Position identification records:

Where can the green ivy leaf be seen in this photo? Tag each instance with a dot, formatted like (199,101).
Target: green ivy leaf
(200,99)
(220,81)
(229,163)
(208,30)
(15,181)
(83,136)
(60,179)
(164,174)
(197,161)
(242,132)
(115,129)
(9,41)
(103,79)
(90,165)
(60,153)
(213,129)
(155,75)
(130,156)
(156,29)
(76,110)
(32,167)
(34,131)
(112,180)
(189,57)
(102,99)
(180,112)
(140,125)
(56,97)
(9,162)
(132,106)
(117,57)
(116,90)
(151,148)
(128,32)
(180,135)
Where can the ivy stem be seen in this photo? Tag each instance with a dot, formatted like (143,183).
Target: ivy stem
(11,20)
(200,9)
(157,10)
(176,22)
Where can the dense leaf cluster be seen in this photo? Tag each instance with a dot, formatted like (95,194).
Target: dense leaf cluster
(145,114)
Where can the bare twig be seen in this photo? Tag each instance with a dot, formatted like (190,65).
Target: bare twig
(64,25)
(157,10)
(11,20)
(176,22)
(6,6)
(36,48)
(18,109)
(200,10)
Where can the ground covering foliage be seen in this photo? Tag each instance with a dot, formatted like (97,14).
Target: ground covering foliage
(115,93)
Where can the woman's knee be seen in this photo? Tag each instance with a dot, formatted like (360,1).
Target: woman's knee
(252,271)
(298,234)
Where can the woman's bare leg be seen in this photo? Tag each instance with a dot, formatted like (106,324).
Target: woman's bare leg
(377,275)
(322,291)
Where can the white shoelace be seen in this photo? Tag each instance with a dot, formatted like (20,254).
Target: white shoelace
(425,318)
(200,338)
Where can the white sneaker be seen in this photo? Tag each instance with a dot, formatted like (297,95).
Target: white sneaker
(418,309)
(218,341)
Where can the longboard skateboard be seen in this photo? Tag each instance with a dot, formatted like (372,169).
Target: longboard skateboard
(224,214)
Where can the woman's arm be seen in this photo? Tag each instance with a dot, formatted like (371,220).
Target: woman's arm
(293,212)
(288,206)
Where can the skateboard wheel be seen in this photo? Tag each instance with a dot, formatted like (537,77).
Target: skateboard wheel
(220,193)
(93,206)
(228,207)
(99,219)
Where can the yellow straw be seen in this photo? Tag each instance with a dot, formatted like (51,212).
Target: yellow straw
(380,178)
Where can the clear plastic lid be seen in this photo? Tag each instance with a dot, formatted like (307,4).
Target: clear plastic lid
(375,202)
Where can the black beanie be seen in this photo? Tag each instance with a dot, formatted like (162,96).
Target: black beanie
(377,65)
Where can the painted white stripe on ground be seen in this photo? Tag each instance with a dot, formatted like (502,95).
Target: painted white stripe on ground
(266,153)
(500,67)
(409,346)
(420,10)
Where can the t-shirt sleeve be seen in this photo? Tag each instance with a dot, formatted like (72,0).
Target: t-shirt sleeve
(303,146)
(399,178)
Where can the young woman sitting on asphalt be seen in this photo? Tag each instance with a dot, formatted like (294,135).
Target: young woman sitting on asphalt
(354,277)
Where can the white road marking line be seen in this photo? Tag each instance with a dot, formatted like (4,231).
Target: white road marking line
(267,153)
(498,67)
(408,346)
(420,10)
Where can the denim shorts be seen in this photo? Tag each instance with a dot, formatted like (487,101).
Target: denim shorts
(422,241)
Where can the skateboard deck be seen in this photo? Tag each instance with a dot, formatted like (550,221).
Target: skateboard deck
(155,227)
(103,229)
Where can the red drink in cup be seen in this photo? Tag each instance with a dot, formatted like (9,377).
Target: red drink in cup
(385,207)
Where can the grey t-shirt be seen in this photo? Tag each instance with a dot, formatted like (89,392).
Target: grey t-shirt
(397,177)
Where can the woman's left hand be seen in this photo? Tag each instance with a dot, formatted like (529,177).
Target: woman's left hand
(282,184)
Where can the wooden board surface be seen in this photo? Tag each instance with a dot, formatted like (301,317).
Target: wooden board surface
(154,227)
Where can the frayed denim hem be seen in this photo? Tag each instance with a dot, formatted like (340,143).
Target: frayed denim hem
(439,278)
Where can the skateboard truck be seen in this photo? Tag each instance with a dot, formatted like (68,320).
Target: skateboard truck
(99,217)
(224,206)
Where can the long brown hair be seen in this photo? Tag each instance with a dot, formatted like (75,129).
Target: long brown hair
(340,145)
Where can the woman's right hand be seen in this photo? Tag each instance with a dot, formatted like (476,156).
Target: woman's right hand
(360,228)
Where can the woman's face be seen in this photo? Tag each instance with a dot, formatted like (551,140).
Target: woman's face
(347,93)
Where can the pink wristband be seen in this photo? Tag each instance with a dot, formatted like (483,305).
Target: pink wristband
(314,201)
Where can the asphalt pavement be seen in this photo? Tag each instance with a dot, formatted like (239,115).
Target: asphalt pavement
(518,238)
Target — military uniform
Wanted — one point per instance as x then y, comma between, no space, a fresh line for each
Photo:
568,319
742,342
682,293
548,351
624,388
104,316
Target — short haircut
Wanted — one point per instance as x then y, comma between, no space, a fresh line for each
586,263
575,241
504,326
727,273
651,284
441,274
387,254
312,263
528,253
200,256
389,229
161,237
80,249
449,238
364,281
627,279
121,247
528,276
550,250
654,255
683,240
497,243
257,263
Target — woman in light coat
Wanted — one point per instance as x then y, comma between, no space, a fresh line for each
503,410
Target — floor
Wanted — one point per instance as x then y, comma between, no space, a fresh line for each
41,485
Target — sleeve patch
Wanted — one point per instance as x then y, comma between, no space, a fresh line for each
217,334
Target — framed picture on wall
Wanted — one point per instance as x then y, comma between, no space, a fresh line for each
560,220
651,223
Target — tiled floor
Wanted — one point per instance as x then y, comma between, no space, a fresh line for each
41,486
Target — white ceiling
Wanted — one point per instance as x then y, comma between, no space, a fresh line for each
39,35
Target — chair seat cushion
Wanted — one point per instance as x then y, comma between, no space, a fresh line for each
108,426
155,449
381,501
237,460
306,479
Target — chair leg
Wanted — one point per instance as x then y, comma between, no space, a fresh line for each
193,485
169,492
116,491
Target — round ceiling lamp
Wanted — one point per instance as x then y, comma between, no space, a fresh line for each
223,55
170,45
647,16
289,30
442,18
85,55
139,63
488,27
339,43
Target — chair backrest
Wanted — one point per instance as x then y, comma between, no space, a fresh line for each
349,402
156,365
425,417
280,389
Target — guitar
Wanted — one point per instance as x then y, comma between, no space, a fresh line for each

* **PROBLEM STATEMENT**:
Please rewrite all of the material with every "Target" swapped for "Object", leaving everything else unchanged.

* **THE RESPONSE**:
Where can the green ivy leaf be seen in this photo? Tag each instance with a dot, formatted like (199,101).
Object: green ivy leaf
(200,99)
(220,81)
(229,163)
(208,30)
(15,181)
(83,136)
(60,179)
(164,174)
(197,161)
(242,132)
(115,129)
(9,41)
(103,79)
(90,165)
(60,153)
(213,129)
(155,75)
(130,156)
(156,29)
(76,110)
(32,167)
(34,131)
(112,180)
(189,57)
(102,99)
(180,112)
(140,125)
(56,97)
(9,162)
(132,106)
(117,57)
(116,90)
(151,148)
(128,32)
(180,135)
Where can the ivy stem be seen in this photo? Tag each instance with a dot, formatted like (143,183).
Object: ivy stem
(11,20)
(200,9)
(157,10)
(176,22)
Where can the dense leaf cluster be seen in this photo? Tag each instance with a dot, formatted like (95,194).
Object: dense leaf cluster
(145,114)
Where can the bare twig be seen in this photo? Tag each instance with a dot, formatted like (190,65).
Object: bare twig
(64,25)
(157,10)
(11,20)
(176,22)
(6,6)
(36,48)
(18,109)
(200,10)
Where can the ground covering foliage be seen in this photo? Tag each instance with a dot, formatted like (97,14).
Object: ground covering foliage
(115,93)
Where can the woman's knee be seen in this photo? Tag each instance with a dot, formatted like (360,1).
Object: woman's knee
(252,271)
(298,234)
Where can the woman's bare leg be seen in this photo? Tag each instance with a dot, formatted like (106,324).
Object: woman's bare leg
(377,275)
(322,291)
Where can the white shoelace be seen in this photo? Tag each instance with a dot, formatted like (20,254).
Object: white shoelace
(425,318)
(200,338)
Where can the white sneaker be seen in this photo? Tag each instance with a dot, formatted like (297,95).
Object: white sneaker
(418,309)
(218,341)
Where can the longboard skateboard be seen in this photo? Tag each instance with a dot, formatted like (372,169).
Object: longboard skateboard
(224,214)
Where can the woman's arm be seen in this photo? Tag each instance with a dot, formatted like (371,220).
Object: woman's arm
(293,212)
(288,206)
Where can the skateboard wheel be seen in this photo? Tag each instance with a dot, formatted like (537,77).
Object: skateboard wheel
(220,193)
(93,206)
(228,207)
(99,219)
Where can the yellow straw be seen in this photo? Tag each instance with a dot, formatted like (51,212).
Object: yellow straw
(380,178)
Where can the clear plastic lid be seen in this photo? Tag each instance with a dot, formatted like (307,4).
Object: clear plastic lid
(375,202)
Where can the black beanie be seen in this photo? Tag each instance with a dot, formatted like (162,96).
Object: black beanie
(377,65)
Where can the painted white stripe on ground be seen in this photo? Tag each instance with a dot, formatted like (502,95).
Object: painted white stripe on ground
(266,153)
(500,67)
(409,346)
(420,10)
Where can the t-shirt sleeve be seen in this photo? Tag each instance with a dot, formatted like (72,0).
Object: t-shirt sleeve
(303,146)
(399,178)
Where can the young woman sitting on asphalt be seen in this photo? Tag each instance with a dot, formatted like (294,135).
Object: young woman sitting on asphalt
(354,277)
Where can the white road marking line be seen in this photo? Tag each instance with a dot, formatted like (4,231).
Object: white road marking line
(267,153)
(498,67)
(408,346)
(420,10)
Where can the denim shorts be seen in this photo? Tag each instance with a dot, formatted like (487,101).
Object: denim shorts
(422,241)
Where can the skateboard deck be seen in this photo? Tag each instance with a dot, formatted like (550,221).
Object: skateboard deck
(155,227)
(103,229)
Where can the red drink in cup be seen in this photo? Tag each instance with a dot, formatted like (9,377).
Object: red drink in cup
(385,207)
Where can the grey t-shirt be seen in this photo? Tag each instance with a dot, formatted like (89,392).
Object: grey t-shirt
(397,177)
Where can the woman's left hand be seen in this photo? Tag each instance with a dot, formatted like (529,177).
Object: woman's left hand
(282,184)
Where can the wooden board surface be seen in this photo? Tag each instance with a dot, formatted like (301,317).
Object: wooden board surface
(154,227)
Where can the frayed denim hem be seen in this photo? Tag each instance with a dot, formatted like (340,143).
Object: frayed denim hem
(439,278)
Where can the skateboard truck be seen in this photo? Tag each instance with a dot, formatted like (68,320).
Object: skateboard truck
(99,217)
(224,206)
Where can the long brown hair be seen in this photo? Tag each instance with a dot, formatted like (75,129).
Object: long brown hair
(340,145)
Where can the woman's right hand be seen in this photo? Tag each instance with a dot, formatted like (476,156).
Object: woman's right hand
(360,228)
Where can the woman's face be seen in this photo? Tag each instance with a dot, formatted like (551,140).
Object: woman's face
(347,93)
Where can the pink wristband be seen in this photo? Tag each instance with a dot, formatted like (483,305).
Object: pink wristband
(314,201)
Where can the asphalt pavement be seen in this photo? Tag each instance with a dot, formatted like (239,115).
Object: asphalt pavement
(518,238)
Object — military uniform
Wanted — one point per instance as x then y, comma between, no space, a fresh line for each
Photo:
568,319
742,342
682,293
548,351
624,388
104,316
Object — short haircut
Wanted — one point per instance as x then y, comma between, no space, a fresh line for each
586,263
575,241
504,326
727,273
651,284
441,274
387,254
312,263
528,253
200,256
389,229
161,237
80,249
449,238
364,281
627,279
121,247
528,276
550,250
654,255
683,240
497,243
257,263
Object — woman in light coat
Wanted — one point per instance as x then y, comma between, no space, a fresh line for each
503,410
Object — floor
Wanted — one point per instance as x then y, comma between, no space, a fresh line for each
41,485
Object — sleeve patch
Wanted — one point per instance as x then y, comma between, no space, a fresh line for each
217,334
Object — framed picture on wall
Wanted — one point per instance as x then y, comma between, no space, a fresh line for each
560,220
651,223
Object — tiled floor
Wanted — one point per instance as x then y, comma between, no space, a fresh line for each
41,486
Object — white ceiling
Wanted — one point per instance as x then y, comma between, no space, a fresh line for each
39,35
Object — chair seat cushion
Wanted — one point per instance as x then y, comma between, no space, a fresh line for each
108,426
155,449
381,501
237,460
306,479
Object — chair leg
Wanted — one point per instance as x then y, comma between, no space, a fresh line for each
193,485
169,492
116,491
Object — round ceiling lamp
Wanted — one point per instance as x then y, comma between, no space, a fresh line for each
223,55
170,45
647,16
289,30
442,18
85,55
139,63
488,27
339,43
Object — chair backrest
Wanted — one point per instance as x then y, comma between, no space, a fresh line for each
349,402
156,365
425,417
280,389
Object — guitar
Wanted — one point per instance as x then y, comma between, no space, a fresh line for each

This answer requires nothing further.